• ASSIGNED TASK:
Every entry must be output exactly as it was written.
::: DATA FOR REVIEW
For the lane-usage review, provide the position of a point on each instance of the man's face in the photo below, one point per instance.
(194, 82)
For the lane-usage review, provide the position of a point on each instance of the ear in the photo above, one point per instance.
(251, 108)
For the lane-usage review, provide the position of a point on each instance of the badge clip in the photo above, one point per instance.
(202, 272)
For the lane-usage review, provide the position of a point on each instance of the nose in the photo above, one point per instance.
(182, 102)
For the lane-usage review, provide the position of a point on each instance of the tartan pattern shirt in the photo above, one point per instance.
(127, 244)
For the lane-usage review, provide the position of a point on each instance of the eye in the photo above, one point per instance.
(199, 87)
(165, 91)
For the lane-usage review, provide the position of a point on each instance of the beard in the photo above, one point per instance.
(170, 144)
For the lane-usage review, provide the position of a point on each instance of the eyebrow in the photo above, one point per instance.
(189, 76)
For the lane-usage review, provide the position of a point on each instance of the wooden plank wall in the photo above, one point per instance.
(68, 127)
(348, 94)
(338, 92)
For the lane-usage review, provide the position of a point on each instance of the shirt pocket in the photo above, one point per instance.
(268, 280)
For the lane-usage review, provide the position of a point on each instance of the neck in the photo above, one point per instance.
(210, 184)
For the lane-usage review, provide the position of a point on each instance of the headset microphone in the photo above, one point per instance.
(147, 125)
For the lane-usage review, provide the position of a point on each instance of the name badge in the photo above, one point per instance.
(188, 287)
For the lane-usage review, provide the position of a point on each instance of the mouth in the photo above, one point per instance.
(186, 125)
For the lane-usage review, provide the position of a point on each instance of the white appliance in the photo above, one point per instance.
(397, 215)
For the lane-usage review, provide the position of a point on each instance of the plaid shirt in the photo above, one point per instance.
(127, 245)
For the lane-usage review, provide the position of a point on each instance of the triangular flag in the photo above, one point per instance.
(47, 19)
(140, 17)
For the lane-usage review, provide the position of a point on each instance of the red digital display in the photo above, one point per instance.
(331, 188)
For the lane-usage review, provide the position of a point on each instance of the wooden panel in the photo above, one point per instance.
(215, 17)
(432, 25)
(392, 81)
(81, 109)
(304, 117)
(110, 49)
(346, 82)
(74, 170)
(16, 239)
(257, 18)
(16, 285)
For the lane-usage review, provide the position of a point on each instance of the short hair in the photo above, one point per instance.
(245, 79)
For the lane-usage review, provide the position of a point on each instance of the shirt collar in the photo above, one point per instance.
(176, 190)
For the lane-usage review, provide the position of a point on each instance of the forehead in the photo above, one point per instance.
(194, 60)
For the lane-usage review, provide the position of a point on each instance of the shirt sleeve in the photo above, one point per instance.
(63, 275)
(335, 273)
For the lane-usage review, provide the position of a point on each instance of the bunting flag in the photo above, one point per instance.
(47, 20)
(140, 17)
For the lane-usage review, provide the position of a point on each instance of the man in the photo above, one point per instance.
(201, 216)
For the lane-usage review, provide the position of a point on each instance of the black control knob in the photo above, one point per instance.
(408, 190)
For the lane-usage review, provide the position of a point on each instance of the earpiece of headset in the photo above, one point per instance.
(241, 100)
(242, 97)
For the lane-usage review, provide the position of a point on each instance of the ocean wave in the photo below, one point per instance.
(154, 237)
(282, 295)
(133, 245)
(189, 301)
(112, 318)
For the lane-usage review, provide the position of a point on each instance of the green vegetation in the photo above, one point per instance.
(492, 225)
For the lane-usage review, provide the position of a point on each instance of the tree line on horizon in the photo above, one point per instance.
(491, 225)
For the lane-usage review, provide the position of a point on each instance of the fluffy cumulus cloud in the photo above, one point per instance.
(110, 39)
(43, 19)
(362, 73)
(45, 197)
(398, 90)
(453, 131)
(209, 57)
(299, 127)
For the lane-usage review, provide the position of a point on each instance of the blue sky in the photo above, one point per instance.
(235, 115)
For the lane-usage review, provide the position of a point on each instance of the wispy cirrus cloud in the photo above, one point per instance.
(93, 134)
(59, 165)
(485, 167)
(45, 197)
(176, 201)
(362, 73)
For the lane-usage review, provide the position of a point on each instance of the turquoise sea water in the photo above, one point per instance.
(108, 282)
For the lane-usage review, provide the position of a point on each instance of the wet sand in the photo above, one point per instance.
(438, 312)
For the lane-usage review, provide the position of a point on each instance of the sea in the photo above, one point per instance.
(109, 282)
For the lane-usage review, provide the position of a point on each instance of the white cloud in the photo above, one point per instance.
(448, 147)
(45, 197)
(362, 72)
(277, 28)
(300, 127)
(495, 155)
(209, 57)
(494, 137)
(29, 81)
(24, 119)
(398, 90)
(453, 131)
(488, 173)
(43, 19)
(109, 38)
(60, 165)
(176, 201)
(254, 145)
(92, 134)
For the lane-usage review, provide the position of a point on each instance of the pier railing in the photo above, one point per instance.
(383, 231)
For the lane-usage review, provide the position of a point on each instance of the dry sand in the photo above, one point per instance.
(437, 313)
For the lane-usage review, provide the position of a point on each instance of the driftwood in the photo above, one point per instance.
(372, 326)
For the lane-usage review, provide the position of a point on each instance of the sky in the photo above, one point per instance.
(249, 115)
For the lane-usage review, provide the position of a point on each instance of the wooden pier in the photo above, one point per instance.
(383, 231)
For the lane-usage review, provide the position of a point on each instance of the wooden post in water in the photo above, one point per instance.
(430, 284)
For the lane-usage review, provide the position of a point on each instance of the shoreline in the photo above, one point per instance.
::::::
• ANSWER SPACE:
For the lane-usage review, provide the position of a point on each instance of the man's face in the photo below, one point per instance.
(194, 82)
For the lane-usage review, provide the position of a point on each instance of the ear in the photo above, one point per instance.
(251, 108)
For the lane-usage review, provide the position of a point on each instance of the badge clip in the photo above, one point per instance.
(202, 272)
For the lane-usage review, provide the position of a point on each instance of the nose in the photo above, one point per instance.
(182, 102)
For the lane-usage review, provide the position of a point on each instance of the tartan pattern shirt in the photo above, one point per instance.
(127, 244)
For the lane-usage review, provide the position of a point on each instance of the eye in the photo above, one point per instance.
(199, 87)
(165, 91)
For the lane-usage review, provide the position of a point on each instance of the beard in the photo above, one point per instance.
(170, 144)
For the lane-usage review, provide the position of a point on each instance of the eyebrow in the photo above, one point per instance.
(189, 76)
For the lane-usage review, provide the position of a point on each instance of the wooden plank wall in the photo above, one point per instance.
(68, 127)
(348, 94)
(338, 92)
For the lane-usage review, provide the position of a point on each instance of the shirt pocket in the photo above, one point per instance.
(268, 280)
For the lane-usage review, provide the position of a point on each instance of the neck in the photo above, one point per instance.
(210, 184)
For the lane-usage review, provide the position of a point on each instance of the headset microphone in the photo above, one point per instance.
(147, 125)
For the lane-usage review, provide the position of a point on each instance of the name badge in the photo above, one point per instance.
(188, 287)
For the lane-usage review, provide the position of a point on each instance of the mouth in the photo above, one point per instance.
(186, 125)
For the lane-usage review, provide the position of a point on each instance of the white appliance in the photo above, one point per instance.
(397, 215)
For the lane-usage review, provide the position of a point on each instance of the plaid shirt in the photo above, one point per instance.
(127, 245)
For the lane-usage review, provide the position of a point on each instance of the triangular flag in the photo above, one point per instance.
(47, 19)
(140, 17)
For the lane-usage review, provide the position of a point on each instance of the red digital display in the photo above, one point per instance.
(331, 188)
For the lane-usage review, provide the position of a point on each instance of the wooden panel in the photo above, one point per instance.
(215, 17)
(432, 25)
(392, 81)
(81, 109)
(304, 117)
(110, 49)
(346, 82)
(74, 170)
(16, 239)
(257, 18)
(16, 285)
For the lane-usage review, provide the position of a point on each instance of the short hair in the photo above, one point per instance.
(245, 79)
For the lane-usage review, provide the position of a point on each instance of the shirt collar in the photo above, one point per instance.
(176, 190)
For the lane-usage review, provide the position of a point on each instance of the forehead in the photo above, one point per instance.
(194, 60)
For the lane-usage review, provide the position of a point on each instance of the shirt sleeve in the photo above, one point per instance.
(63, 275)
(335, 273)
For the lane-usage review, provide the position of a point on each instance of the bunting flag in the photo above, one point per instance.
(47, 20)
(140, 17)
For the lane-usage review, provide the position of a point on each instance of the man in the photo above, one point per instance.
(201, 216)
For the lane-usage review, provide the position of a point on each instance of the black control knob in the photo above, one point per instance.
(408, 190)
For the lane-usage review, provide the position of a point on each instance of the earpiece of headset in the photo above, one point per instance.
(241, 100)
(242, 97)
For the lane-usage review, provide the position of a point on each instance of the ocean wave in the photo below, one point per instance.
(154, 237)
(282, 295)
(133, 245)
(189, 301)
(112, 318)
For the lane-usage review, provide the position of a point on each instance of the green vegetation in the photo above, one point per instance.
(492, 225)
For the lane-usage review, provide the position of a point on each instance of the tree line on horizon in the photo above, one point per instance.
(491, 225)
For the lane-usage review, provide the position of a point on each instance of the fluffy cumulus cloud in the photo above, one point per instance.
(110, 39)
(43, 19)
(362, 73)
(45, 197)
(398, 90)
(453, 131)
(209, 57)
(299, 127)
For the lane-usage review, provide the position of a point on each instance of the blue sky in the photo above, one point per instance.
(235, 115)
For the lane-usage review, provide the position of a point on each instance of the wispy cirrus cloud in the photo above, one point per instance.
(93, 134)
(59, 165)
(485, 167)
(45, 197)
(176, 201)
(362, 73)
For the lane-usage review, provide the position of a point on each instance of the turquoise sea water in the photo above, one point per instance.
(108, 282)
For the lane-usage review, provide the position of a point on each instance of the wet sand in the photo above, one point per instance.
(438, 312)
For the lane-usage review, provide the position of a point on each instance of the sea in the photo above, one point per instance.
(109, 282)
For the lane-usage review, provide the position of a point on each instance of the white cloud in the photo above, one point per instance.
(448, 147)
(45, 197)
(362, 72)
(277, 28)
(300, 127)
(495, 155)
(209, 57)
(494, 137)
(29, 81)
(24, 119)
(398, 90)
(453, 131)
(488, 173)
(43, 19)
(109, 38)
(60, 165)
(176, 201)
(254, 145)
(92, 134)
For the lane-usage review, provide the position of a point on each instance of the pier railing in the photo above, one point per instance.
(383, 231)
For the lane-usage review, provide the position of a point on each instance of the dry sand in the photo above, one point per instance.
(437, 313)
For the lane-usage review, provide the position of a point on each instance of the driftwood in the photo above, one point per instance.
(372, 326)
For the lane-usage review, provide the position of a point on each instance of the sky in the photo above, one point per instance.
(249, 115)
For the lane-usage review, provide the position of a point on each instance of the wooden pier in the photo above, one point per instance.
(383, 231)
For the lane-usage review, provide the position of a point on each instance of the wooden post in water in the photo above, one point per instance.
(430, 284)
For the lane-usage review, provide the position of a point on each instance of the shoreline in the photo above, one point per instance.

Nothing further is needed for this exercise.